Ah, gotcha.

On Nov 4, 2014, at 5:41 PM, Steve Wise <sw...@opengridcomputing.com> wrote:

> Correct:  I don't see the bug in the 1.8.4rc1 release.
> 
> 
> On 11/4/2014 4:33 PM, Nathan Hjelm wrote:
>> Looks like there is no issue in 1.8.4 except for the message coalescing
>> bug. Ralph, Howard, and I agree that disabling message coalescing for
>> 1.8.4 is the safest way forward. We can back-port the real fix for an
>> eventual 1.8.5. Message rates no longer seem to care about message
>> coalescing in the openib btl anymore. We beat mvapich handily without
>> the feature.
>> 
>> -Nathan
>> 
>> On Tue, Nov 04, 2014 at 10:27:56PM +0000, Jeff Squyres (jsquyres) wrote:
>> 
>>> That sounds fine, but I think Steve's point is that he is being bitten by 
>>> this bug now, so it would probably be good to even include this one 
>>> particular fix in 1.8.4.

- **Exercise directions**:
List every person named in the thread, using the fullest form of each name that appears. The data after this thread isn't needed.

- **Dataset content**:
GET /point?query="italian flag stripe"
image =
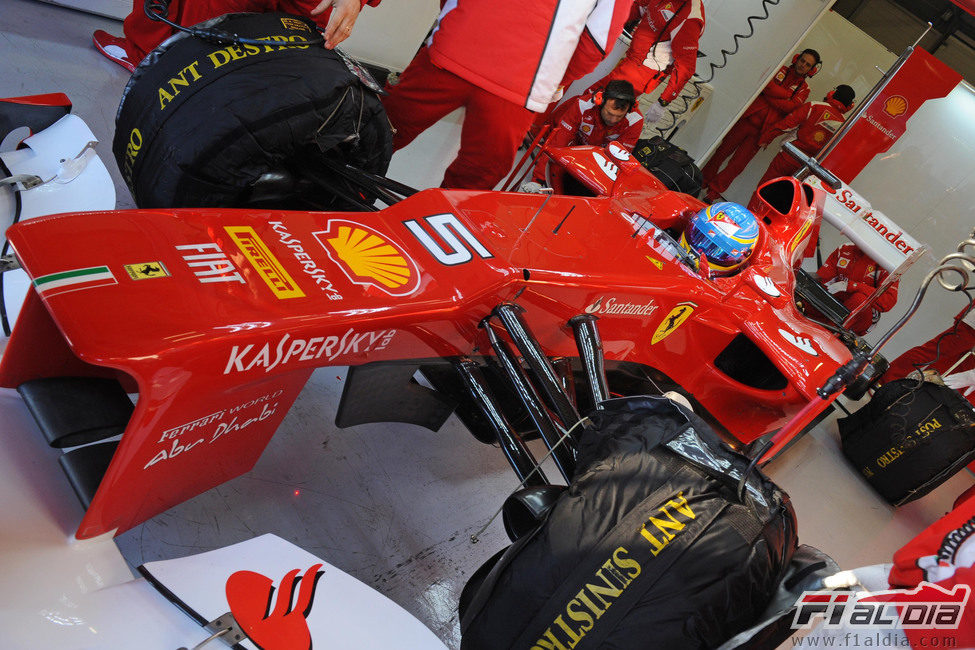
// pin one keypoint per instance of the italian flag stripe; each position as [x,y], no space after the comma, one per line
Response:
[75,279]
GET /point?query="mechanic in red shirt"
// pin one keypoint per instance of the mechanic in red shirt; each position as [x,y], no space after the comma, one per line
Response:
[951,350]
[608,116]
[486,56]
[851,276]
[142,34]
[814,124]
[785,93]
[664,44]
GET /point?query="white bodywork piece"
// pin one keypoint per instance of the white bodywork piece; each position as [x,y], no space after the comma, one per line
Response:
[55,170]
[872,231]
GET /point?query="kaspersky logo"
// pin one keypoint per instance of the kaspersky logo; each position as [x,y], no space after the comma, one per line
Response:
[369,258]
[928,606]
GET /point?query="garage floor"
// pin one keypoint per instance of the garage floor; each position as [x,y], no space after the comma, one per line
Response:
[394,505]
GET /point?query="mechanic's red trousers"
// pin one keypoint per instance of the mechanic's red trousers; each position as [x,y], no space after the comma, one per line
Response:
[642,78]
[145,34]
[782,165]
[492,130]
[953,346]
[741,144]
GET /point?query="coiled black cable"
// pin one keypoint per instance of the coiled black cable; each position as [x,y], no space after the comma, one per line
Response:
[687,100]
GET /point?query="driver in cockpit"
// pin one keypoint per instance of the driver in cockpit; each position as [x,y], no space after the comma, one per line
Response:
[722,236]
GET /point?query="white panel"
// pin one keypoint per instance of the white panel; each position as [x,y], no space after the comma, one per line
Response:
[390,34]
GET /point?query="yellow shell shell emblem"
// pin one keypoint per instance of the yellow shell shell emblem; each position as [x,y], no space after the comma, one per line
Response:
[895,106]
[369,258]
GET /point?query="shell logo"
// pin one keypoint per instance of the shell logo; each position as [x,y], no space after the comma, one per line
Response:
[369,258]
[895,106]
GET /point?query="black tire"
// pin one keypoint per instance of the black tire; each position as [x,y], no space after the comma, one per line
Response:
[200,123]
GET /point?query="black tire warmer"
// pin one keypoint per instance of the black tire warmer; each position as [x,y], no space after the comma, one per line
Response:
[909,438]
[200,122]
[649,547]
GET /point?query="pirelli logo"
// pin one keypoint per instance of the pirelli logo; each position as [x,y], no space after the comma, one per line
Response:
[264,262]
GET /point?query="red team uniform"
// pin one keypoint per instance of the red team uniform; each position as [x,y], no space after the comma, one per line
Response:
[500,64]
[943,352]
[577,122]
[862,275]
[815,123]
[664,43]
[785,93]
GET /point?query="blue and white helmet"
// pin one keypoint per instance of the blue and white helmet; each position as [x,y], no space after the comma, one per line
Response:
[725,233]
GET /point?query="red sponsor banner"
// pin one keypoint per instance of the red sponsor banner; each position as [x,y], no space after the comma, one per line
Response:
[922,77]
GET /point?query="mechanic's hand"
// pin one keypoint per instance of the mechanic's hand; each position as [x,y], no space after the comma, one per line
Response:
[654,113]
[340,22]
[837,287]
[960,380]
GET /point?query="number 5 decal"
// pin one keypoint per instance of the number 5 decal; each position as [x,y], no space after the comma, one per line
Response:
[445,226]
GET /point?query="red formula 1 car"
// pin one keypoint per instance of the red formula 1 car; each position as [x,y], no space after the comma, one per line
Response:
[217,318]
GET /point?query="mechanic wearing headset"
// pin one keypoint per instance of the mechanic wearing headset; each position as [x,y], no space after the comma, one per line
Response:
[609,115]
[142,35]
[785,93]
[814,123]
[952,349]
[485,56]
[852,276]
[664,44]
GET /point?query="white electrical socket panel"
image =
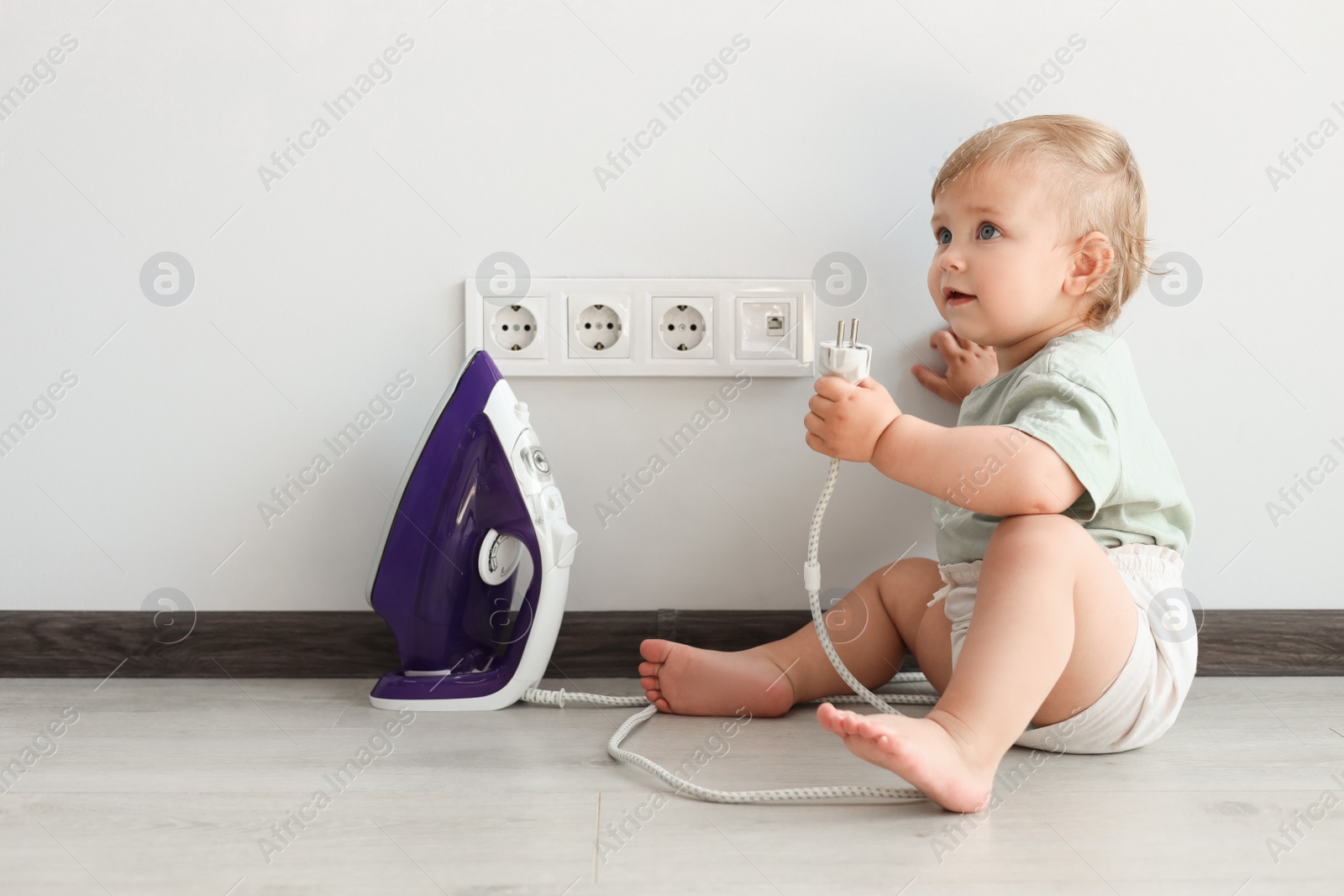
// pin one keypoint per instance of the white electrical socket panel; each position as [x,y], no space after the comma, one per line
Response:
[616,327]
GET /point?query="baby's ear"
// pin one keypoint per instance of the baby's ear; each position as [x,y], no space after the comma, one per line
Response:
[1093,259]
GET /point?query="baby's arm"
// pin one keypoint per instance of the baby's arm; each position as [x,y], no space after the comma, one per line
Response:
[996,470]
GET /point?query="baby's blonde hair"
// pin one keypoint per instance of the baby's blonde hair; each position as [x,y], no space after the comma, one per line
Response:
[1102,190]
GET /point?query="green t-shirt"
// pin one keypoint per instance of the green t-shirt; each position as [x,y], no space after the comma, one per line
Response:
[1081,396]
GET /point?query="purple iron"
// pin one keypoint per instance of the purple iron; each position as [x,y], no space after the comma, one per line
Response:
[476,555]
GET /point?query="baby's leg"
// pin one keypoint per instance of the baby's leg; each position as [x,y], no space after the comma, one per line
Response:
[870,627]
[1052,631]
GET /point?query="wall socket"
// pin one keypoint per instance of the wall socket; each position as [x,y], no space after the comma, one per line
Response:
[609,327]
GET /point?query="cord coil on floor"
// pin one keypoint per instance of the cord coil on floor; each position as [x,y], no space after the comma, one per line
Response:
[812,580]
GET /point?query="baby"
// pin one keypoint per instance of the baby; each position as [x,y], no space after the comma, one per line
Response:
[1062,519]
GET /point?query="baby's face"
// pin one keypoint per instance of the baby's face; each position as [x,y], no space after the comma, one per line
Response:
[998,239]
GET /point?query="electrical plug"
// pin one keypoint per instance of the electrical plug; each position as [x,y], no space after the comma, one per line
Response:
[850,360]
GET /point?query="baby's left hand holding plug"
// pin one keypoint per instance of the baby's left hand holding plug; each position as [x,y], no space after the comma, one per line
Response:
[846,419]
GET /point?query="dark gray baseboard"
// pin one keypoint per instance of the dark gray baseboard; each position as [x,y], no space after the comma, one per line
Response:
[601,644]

* * *

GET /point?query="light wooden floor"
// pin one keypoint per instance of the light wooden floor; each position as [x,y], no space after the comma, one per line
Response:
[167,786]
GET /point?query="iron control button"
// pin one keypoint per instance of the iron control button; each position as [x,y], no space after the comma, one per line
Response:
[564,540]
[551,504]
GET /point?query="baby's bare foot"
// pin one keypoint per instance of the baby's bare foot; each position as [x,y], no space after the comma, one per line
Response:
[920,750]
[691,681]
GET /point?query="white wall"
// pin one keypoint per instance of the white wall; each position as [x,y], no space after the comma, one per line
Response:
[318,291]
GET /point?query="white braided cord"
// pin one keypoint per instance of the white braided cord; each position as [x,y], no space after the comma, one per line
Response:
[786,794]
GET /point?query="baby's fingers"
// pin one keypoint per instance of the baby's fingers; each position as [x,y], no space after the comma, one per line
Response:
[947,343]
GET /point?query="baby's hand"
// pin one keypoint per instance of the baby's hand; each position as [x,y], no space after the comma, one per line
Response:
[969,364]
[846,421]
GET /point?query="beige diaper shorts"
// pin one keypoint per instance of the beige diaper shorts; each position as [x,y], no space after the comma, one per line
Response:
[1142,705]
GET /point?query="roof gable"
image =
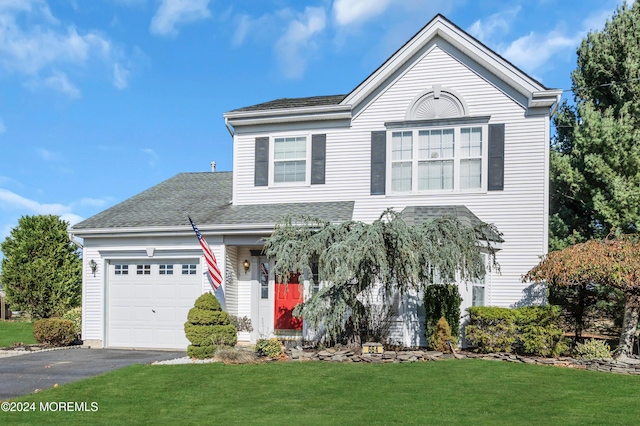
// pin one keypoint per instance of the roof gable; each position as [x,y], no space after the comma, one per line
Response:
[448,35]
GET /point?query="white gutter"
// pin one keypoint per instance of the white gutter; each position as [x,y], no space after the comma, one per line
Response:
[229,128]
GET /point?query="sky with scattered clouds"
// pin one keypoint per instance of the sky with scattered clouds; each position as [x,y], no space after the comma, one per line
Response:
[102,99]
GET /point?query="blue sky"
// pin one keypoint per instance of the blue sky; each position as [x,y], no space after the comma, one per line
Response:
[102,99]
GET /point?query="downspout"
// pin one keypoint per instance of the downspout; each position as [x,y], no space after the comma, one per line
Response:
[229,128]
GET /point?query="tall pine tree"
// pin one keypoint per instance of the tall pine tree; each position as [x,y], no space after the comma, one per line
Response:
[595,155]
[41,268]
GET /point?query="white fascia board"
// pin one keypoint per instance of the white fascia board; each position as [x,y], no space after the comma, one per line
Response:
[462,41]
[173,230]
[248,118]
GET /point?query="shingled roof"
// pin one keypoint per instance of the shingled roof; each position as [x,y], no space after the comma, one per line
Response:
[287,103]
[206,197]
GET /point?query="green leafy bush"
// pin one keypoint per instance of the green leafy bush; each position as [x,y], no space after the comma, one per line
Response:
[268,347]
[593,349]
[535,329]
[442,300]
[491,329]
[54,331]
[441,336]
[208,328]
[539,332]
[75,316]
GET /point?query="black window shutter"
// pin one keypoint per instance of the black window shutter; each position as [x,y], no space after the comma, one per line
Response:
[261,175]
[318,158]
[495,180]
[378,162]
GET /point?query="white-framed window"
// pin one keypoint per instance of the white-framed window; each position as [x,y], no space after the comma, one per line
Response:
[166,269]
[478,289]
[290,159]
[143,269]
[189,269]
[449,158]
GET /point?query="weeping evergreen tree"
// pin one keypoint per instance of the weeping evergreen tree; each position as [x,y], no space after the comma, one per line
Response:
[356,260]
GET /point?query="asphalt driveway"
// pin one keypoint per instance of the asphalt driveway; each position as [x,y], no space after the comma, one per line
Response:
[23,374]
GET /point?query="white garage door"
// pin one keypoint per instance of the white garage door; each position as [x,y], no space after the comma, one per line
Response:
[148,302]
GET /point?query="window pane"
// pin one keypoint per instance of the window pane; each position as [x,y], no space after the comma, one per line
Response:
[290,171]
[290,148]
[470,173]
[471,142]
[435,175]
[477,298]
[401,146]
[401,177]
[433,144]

- **In response**:
Steve Wise, Nathan Hjelm, Ralph, Howard, Jeff Squyres